■ Work item ■
Wherever a line in the data below holds "wall", copy that line.

■ Supplied data ■
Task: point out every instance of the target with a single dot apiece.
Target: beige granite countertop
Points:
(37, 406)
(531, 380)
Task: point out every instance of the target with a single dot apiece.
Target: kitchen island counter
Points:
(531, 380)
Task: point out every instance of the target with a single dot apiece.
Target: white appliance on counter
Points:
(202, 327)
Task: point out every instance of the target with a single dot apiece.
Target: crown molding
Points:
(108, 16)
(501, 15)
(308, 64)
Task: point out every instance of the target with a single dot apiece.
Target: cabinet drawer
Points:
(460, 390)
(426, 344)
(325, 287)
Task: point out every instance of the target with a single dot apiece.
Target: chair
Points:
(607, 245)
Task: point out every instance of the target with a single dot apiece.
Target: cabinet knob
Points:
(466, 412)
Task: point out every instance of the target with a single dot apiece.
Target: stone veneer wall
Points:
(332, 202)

--

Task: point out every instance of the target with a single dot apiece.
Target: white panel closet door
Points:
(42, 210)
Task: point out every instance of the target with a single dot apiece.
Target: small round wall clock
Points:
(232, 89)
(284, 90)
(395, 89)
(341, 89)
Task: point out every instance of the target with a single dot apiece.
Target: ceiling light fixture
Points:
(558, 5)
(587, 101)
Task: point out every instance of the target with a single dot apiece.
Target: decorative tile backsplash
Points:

--

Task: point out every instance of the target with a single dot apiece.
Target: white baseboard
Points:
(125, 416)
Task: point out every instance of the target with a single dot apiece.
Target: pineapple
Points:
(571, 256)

■ Answer box ■
Target: stone veneer wall
Target: small round wall clock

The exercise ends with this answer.